- Stated goal: Convert the lines from the one containing "Would you please identify the black" through the last line, both included, into a Markdown table with the columns Number and Text. Give one row per line, number the rows in order, and leave out any blank lines.

- Source records:
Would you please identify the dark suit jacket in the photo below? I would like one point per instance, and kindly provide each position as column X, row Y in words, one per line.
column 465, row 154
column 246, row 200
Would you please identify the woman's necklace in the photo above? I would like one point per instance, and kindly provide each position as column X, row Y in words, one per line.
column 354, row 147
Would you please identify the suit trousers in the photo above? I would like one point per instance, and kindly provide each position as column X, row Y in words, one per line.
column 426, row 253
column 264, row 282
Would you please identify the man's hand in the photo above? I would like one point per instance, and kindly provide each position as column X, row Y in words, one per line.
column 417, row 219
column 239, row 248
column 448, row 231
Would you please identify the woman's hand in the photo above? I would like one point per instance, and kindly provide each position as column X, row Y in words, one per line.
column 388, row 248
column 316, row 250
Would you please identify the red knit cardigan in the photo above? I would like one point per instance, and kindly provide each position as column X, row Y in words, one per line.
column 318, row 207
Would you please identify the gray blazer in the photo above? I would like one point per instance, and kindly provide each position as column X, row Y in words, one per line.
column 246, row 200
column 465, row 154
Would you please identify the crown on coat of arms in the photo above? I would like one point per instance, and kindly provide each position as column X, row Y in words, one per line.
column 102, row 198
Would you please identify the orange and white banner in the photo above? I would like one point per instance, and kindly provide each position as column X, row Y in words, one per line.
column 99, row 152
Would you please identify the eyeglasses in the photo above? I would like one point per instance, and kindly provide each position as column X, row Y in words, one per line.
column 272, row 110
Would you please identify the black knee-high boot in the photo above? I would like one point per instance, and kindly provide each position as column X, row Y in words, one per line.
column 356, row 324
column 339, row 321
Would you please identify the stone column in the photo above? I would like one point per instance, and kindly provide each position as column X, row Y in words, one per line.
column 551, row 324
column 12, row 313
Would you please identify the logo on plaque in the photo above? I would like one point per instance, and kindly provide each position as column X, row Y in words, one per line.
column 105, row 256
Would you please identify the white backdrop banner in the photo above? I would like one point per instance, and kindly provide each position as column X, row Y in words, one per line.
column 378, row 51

- Written solution:
| Number | Text |
|---|---|
| 1 | Would you please identify the black knee-high boot in the photo above? I would like one point per instance, and kindly provide each position as column X, row Y in words, one per line. |
| 2 | column 356, row 324 |
| 3 | column 339, row 321 |
| 4 | Would you please identify the stone column in the photo above? I would like one point per instance, and kindly provide each position as column X, row Y in words, one per line. |
| 5 | column 551, row 324 |
| 6 | column 12, row 313 |
| 7 | Would you please identify the logo on plaque in the photo above? I would like one point per instance, and kindly provide each position as column X, row Y in words, one per line. |
| 8 | column 105, row 256 |
| 9 | Would you please identify the white backdrop banner in the photo above? I would like one point per instance, and kindly provide each position as column X, row Y in words, one per line. |
| 10 | column 378, row 51 |